(Extracted data entries)
= = = = = = =

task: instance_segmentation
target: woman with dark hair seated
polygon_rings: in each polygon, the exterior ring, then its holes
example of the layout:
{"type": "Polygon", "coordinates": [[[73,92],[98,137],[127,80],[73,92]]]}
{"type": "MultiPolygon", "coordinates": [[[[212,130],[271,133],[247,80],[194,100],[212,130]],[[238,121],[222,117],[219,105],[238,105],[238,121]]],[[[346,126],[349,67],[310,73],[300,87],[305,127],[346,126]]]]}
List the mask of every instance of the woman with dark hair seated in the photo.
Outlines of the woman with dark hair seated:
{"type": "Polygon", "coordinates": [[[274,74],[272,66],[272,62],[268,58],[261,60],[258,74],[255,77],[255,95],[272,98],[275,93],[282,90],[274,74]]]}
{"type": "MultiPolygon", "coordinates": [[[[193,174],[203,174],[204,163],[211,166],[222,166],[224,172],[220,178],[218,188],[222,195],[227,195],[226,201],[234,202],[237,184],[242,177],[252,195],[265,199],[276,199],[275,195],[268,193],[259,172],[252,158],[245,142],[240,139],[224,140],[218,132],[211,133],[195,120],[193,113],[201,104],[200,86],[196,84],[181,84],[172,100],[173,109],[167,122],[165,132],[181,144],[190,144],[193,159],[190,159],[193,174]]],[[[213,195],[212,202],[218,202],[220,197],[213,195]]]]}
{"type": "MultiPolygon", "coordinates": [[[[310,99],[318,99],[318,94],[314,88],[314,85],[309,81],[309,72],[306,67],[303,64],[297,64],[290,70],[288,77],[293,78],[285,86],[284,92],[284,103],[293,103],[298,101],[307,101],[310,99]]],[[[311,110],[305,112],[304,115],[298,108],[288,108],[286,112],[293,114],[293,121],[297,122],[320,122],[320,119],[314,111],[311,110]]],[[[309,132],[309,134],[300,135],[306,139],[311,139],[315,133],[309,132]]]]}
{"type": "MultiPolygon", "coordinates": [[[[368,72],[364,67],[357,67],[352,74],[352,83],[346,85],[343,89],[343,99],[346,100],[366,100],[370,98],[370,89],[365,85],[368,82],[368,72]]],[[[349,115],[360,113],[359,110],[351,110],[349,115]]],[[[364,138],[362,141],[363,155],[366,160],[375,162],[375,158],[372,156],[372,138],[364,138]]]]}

= = = = = = =

## Exercise aim
Above are some records. Print them all exactly.

## Final result
task: instance_segmentation
target: woman with dark hair seated
polygon_rings: in each polygon, the exterior ring, then its holes
example of the layout:
{"type": "Polygon", "coordinates": [[[73,92],[98,137],[127,80],[73,92]]]}
{"type": "MultiPolygon", "coordinates": [[[[212,130],[271,133],[247,80],[194,100],[212,130]],[[238,121],[222,117],[219,105],[238,105],[238,121]]],[[[346,126],[349,67],[310,73],[300,87],[305,127],[346,126]]]]}
List the mask of every instance of the woman with dark hair seated in the photo.
Outlines of the woman with dark hair seated:
{"type": "Polygon", "coordinates": [[[274,74],[272,66],[272,62],[268,58],[261,60],[258,74],[255,77],[255,95],[272,98],[275,93],[282,90],[274,74]]]}
{"type": "MultiPolygon", "coordinates": [[[[193,174],[203,174],[204,163],[211,166],[222,166],[224,172],[220,178],[218,188],[222,195],[227,195],[226,201],[234,202],[237,184],[242,177],[252,195],[265,199],[276,199],[275,195],[268,193],[259,172],[252,158],[245,142],[240,139],[224,140],[218,132],[211,133],[195,120],[193,113],[201,104],[200,86],[196,84],[181,84],[172,100],[173,109],[167,122],[165,132],[181,144],[190,144],[193,159],[190,159],[193,174]]],[[[213,195],[212,202],[218,202],[220,197],[213,195]]]]}
{"type": "MultiPolygon", "coordinates": [[[[310,99],[318,99],[318,94],[314,88],[314,85],[309,81],[309,72],[306,67],[303,64],[297,64],[290,70],[288,77],[293,78],[285,86],[284,92],[284,103],[293,103],[298,101],[307,101],[310,99]]],[[[311,110],[305,112],[304,115],[298,108],[288,108],[286,112],[293,114],[293,121],[297,122],[320,122],[320,119],[314,111],[311,110]]],[[[309,132],[309,134],[300,135],[306,139],[311,139],[315,133],[309,132]]]]}
{"type": "MultiPolygon", "coordinates": [[[[368,72],[364,67],[357,67],[352,74],[352,83],[346,85],[343,89],[343,99],[346,100],[366,100],[370,98],[370,89],[365,85],[368,82],[368,72]]],[[[349,115],[360,113],[359,110],[351,110],[349,115]]],[[[364,138],[362,141],[363,155],[366,160],[375,162],[375,158],[372,156],[372,138],[364,138]]]]}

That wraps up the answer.